▶ Task to carry out
Exactly reproduce the lines from the line containing "Set-play tagging: locate each instance of the pink smartphone" to the end of the data below, inclusive, and nothing else.

Data entries:
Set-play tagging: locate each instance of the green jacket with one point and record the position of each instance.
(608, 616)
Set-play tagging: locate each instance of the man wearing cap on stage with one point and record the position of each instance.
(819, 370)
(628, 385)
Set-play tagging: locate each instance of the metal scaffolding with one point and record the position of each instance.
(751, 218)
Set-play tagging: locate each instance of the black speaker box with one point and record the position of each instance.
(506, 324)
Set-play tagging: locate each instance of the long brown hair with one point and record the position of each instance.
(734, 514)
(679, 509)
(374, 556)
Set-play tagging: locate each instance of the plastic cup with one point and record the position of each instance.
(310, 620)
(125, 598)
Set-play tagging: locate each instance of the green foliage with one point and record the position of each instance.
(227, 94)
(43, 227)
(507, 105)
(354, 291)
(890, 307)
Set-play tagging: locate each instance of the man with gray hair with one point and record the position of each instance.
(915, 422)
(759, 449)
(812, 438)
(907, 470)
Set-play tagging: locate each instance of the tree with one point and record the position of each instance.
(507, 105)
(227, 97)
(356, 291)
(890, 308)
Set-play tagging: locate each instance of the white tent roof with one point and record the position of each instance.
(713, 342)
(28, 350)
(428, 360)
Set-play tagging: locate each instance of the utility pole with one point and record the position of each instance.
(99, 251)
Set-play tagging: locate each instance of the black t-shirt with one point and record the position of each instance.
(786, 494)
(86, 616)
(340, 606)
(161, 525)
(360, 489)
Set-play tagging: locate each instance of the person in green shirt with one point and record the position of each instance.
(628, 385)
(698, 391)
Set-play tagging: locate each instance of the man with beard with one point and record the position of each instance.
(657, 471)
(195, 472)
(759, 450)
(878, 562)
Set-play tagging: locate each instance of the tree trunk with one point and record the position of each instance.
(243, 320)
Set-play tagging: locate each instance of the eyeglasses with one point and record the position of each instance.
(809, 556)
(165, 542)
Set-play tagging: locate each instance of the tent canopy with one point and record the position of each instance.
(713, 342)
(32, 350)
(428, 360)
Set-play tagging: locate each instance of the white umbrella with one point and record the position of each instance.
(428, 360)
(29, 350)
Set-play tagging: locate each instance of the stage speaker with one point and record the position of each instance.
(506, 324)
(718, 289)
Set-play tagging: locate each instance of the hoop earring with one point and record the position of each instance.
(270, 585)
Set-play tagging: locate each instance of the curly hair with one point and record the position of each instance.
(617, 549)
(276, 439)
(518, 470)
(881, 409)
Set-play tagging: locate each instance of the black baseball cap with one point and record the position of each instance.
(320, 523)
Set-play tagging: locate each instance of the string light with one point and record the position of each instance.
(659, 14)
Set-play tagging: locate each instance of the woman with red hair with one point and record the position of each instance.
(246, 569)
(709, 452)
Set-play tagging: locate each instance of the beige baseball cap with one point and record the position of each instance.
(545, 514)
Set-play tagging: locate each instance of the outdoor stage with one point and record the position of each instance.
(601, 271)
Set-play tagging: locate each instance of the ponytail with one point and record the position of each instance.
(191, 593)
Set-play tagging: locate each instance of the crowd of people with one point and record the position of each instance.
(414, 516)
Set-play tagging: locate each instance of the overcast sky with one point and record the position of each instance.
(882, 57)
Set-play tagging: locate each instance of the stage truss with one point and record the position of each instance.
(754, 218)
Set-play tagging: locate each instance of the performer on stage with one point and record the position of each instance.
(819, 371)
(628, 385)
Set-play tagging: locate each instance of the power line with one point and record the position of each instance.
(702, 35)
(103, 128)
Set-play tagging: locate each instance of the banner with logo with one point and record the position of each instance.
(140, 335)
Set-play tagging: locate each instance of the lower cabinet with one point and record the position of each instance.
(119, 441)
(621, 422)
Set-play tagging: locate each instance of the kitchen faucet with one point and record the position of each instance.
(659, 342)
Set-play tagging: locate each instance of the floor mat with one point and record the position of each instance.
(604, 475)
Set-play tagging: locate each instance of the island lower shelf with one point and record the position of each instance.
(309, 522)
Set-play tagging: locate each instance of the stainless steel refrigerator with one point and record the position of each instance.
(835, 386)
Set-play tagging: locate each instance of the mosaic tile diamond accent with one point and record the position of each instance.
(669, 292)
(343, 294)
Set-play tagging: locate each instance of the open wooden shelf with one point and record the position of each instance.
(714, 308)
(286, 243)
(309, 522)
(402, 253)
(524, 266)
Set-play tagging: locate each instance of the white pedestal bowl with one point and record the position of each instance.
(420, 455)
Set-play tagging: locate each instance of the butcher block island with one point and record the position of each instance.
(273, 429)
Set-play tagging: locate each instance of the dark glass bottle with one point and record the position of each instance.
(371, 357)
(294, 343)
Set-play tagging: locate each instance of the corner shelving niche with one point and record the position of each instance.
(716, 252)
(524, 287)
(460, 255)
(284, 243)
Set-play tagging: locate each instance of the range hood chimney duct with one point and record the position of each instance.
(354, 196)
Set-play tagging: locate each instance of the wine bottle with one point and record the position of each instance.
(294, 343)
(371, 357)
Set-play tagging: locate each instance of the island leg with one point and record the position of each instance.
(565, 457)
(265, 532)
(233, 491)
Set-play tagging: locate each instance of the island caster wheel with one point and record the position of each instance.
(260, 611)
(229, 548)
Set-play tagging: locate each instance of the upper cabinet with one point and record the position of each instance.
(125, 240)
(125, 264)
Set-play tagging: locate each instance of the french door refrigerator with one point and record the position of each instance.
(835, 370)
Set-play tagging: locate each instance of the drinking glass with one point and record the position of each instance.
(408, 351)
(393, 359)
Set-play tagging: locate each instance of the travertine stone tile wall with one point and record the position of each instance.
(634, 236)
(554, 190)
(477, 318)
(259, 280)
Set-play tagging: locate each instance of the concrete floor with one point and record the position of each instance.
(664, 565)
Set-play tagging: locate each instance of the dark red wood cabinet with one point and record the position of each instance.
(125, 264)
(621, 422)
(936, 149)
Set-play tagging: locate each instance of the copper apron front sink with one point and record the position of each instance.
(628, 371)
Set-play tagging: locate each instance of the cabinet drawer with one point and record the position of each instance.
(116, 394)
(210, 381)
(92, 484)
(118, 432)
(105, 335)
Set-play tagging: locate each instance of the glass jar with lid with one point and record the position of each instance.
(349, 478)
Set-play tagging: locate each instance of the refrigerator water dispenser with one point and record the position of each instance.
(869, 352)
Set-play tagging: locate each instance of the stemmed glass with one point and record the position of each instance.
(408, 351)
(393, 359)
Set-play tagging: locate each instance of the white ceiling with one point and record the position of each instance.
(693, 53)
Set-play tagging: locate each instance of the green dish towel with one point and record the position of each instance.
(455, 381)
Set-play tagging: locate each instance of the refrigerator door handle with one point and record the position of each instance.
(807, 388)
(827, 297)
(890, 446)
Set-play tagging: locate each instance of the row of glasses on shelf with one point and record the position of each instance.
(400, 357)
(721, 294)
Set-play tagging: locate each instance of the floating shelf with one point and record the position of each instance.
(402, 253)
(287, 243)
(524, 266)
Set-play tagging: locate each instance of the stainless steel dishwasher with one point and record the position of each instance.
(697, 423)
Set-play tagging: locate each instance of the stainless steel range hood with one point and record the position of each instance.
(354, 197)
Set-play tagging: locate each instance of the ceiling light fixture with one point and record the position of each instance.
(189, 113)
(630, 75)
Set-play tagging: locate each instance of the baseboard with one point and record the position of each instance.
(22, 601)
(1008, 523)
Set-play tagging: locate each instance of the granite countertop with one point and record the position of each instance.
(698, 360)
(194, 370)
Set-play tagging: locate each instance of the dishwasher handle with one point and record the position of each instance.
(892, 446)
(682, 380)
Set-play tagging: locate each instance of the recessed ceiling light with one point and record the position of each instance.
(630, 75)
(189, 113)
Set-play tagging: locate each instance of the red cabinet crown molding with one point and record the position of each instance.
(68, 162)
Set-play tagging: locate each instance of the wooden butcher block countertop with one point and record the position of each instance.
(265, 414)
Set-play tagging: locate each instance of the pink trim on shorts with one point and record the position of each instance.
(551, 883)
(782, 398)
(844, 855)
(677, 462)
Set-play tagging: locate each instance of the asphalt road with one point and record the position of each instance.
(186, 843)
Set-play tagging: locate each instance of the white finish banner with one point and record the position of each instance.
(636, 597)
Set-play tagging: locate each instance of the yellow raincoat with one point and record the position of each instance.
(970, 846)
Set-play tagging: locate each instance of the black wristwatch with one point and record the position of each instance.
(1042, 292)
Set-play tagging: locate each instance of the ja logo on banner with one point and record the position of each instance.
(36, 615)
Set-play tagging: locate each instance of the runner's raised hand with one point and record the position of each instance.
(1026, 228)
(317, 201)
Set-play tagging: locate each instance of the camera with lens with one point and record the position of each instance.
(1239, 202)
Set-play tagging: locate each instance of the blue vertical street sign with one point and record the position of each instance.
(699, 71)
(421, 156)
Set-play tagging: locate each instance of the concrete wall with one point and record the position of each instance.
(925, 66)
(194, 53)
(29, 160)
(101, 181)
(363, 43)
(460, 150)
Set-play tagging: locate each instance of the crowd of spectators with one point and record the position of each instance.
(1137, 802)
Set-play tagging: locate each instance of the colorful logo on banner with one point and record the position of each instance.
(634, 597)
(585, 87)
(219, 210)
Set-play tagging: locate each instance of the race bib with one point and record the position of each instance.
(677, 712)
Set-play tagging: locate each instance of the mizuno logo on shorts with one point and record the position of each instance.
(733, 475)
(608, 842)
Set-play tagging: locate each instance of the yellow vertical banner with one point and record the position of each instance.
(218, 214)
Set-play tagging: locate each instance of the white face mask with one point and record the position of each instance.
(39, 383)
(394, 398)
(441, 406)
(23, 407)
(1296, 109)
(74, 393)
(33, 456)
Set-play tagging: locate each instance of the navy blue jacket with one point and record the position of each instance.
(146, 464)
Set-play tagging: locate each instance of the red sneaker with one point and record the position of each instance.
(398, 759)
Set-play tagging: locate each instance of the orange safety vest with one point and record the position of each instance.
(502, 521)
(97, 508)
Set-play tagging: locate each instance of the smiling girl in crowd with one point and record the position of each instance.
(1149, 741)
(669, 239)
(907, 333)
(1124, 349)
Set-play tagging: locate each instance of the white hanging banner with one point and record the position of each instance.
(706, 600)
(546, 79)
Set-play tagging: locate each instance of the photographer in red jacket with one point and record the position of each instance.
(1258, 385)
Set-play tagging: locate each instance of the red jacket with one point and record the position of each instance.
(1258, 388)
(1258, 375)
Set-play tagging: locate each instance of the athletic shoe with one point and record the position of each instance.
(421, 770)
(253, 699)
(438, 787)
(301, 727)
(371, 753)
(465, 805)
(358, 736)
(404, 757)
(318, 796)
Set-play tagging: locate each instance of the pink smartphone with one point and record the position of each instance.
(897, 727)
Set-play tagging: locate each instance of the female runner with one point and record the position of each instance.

▶ Exercise response
Set-play tagging: locate each instance of the pink smartphone with one point and record the position of each instance.
(897, 727)
Set-play tagging: locate each instance of the female runner with one point and record the position of each instance.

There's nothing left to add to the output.